# INSTRUCTIONS FOR THE TASK
Count the lines in the records below that contain the word "green". Reply with the number alone.

▼▼▼

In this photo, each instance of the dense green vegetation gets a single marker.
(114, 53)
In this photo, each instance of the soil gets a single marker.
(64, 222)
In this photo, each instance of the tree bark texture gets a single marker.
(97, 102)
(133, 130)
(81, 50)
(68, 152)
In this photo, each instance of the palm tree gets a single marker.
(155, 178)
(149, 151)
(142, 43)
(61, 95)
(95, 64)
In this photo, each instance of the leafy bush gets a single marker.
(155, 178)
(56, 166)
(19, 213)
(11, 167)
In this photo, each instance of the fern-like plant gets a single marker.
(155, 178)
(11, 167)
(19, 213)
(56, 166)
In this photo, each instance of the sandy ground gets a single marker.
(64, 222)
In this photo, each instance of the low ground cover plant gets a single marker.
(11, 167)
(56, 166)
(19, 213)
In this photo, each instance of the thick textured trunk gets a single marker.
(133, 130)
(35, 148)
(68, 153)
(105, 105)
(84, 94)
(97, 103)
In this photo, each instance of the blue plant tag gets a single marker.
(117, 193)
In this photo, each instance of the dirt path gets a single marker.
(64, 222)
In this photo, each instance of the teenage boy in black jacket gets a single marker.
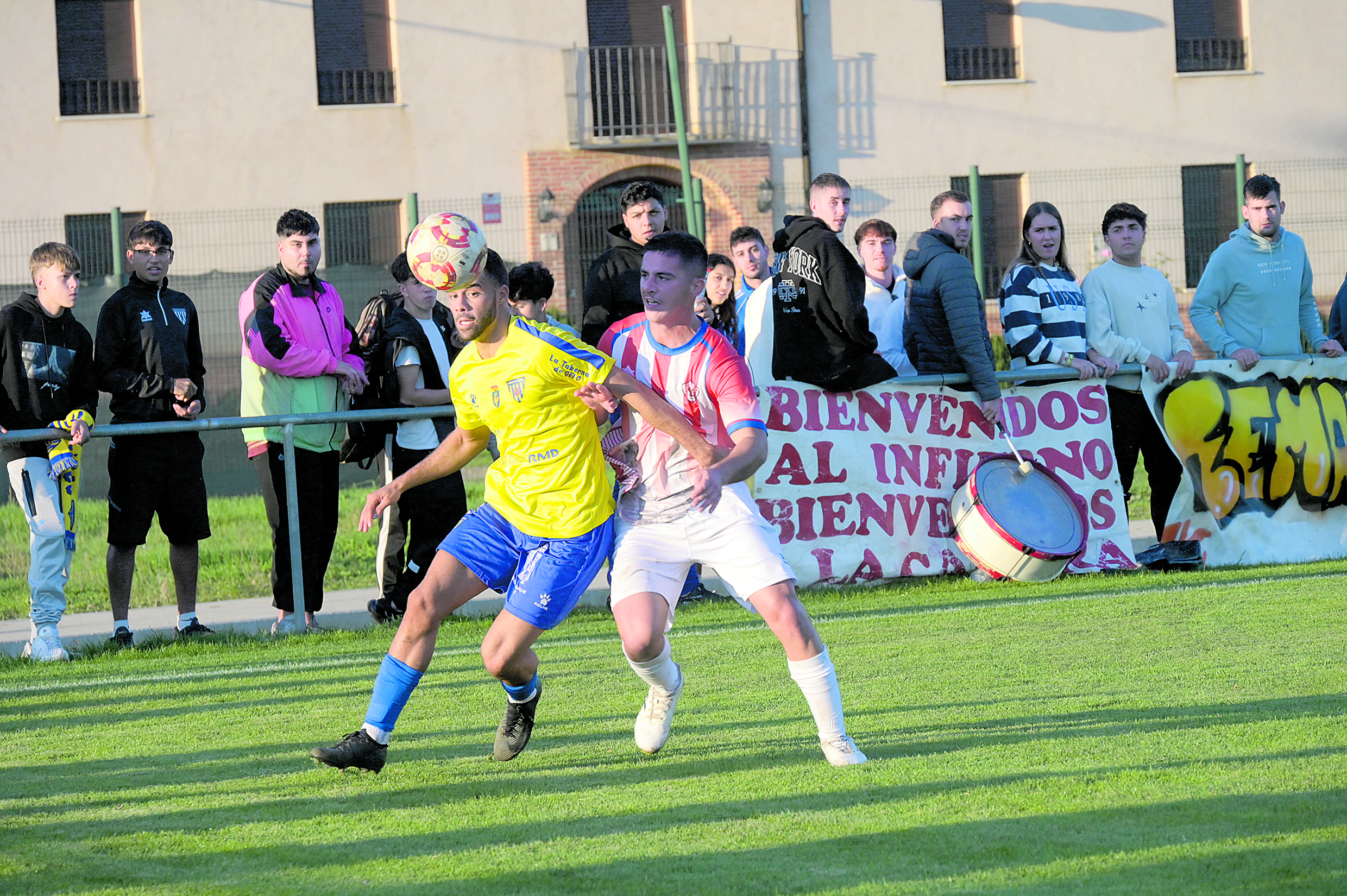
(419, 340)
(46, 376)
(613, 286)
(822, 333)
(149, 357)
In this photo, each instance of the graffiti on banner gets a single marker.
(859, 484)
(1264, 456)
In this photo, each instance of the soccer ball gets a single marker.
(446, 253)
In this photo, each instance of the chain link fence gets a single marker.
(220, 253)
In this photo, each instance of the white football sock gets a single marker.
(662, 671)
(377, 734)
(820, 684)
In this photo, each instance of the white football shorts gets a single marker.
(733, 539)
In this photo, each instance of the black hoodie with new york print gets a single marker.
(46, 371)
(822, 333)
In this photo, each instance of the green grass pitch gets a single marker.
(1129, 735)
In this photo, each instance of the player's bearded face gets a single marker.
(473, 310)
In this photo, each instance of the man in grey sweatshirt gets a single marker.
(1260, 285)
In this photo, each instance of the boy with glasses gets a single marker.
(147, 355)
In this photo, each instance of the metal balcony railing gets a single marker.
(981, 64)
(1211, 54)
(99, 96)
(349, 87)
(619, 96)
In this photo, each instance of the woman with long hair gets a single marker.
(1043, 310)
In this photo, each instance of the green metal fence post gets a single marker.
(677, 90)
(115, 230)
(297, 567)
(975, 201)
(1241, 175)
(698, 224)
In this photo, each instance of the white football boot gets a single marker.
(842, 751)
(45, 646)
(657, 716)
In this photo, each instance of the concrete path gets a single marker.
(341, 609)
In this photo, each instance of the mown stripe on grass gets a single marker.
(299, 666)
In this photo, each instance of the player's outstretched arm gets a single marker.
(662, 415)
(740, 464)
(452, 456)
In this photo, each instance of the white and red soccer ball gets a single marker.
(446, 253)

▲▲▲
▼▼▼

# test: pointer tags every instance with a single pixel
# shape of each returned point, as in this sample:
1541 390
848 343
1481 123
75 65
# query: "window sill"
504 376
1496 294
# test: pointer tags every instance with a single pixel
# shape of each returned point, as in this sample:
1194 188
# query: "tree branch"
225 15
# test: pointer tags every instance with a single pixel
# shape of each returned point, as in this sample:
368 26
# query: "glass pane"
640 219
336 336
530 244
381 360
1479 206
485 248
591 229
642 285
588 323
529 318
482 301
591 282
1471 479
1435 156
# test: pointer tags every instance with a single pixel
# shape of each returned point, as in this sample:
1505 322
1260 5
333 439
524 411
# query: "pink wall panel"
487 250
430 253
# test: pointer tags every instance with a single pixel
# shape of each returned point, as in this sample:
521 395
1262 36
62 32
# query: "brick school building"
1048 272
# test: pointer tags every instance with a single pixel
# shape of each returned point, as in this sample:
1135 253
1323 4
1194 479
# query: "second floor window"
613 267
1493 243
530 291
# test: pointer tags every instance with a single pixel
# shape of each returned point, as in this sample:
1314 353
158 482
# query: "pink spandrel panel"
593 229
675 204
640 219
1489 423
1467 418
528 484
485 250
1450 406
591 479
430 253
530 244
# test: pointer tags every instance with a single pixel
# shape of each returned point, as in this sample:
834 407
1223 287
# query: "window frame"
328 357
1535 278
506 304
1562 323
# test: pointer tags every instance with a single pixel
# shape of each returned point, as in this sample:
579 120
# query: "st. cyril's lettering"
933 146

▲▲▲
▼▼▼

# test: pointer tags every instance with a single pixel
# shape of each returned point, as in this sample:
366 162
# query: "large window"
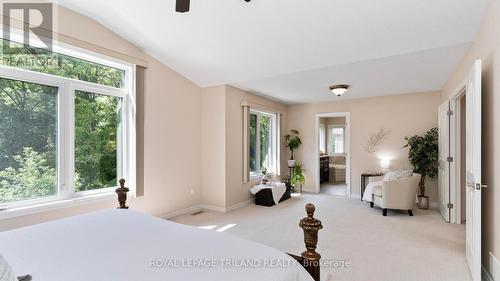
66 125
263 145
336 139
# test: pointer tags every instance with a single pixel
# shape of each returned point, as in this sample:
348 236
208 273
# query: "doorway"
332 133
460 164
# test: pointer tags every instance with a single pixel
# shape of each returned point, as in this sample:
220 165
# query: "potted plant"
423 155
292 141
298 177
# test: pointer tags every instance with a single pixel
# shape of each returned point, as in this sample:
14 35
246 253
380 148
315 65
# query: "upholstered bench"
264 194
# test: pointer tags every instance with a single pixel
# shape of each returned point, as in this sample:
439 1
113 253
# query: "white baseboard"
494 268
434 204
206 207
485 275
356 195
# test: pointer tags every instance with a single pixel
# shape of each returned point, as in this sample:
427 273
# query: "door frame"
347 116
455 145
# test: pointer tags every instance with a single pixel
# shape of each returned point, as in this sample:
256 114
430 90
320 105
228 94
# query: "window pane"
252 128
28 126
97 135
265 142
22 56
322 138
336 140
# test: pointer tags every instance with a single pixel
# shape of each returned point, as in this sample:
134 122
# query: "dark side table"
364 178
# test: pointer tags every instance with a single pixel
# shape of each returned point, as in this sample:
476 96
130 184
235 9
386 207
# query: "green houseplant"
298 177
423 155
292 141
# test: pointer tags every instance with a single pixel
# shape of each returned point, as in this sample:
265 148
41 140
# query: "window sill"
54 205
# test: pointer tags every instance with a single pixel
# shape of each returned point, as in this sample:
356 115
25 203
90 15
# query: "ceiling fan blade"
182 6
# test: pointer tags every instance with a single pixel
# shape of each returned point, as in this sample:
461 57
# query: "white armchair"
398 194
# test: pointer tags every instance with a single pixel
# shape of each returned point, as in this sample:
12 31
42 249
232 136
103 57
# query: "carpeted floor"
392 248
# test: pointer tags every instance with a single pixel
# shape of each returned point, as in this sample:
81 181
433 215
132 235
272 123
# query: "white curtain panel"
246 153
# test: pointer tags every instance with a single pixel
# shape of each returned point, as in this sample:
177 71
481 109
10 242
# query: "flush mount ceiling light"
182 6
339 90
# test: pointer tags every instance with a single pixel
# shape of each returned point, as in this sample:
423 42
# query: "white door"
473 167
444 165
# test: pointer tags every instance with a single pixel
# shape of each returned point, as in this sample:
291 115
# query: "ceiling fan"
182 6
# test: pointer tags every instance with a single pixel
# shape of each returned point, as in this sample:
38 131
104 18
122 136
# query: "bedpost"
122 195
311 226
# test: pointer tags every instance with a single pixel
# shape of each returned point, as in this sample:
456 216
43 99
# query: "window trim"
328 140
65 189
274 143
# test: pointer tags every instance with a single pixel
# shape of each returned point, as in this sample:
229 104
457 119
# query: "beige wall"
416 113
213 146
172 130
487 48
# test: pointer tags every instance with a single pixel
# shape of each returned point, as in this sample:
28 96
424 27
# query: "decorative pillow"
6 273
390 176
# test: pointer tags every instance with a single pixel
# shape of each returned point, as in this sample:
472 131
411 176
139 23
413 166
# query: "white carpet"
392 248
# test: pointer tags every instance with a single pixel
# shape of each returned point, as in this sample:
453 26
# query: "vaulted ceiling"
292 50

▲▲▲

# COMPLETE RESPONSE
4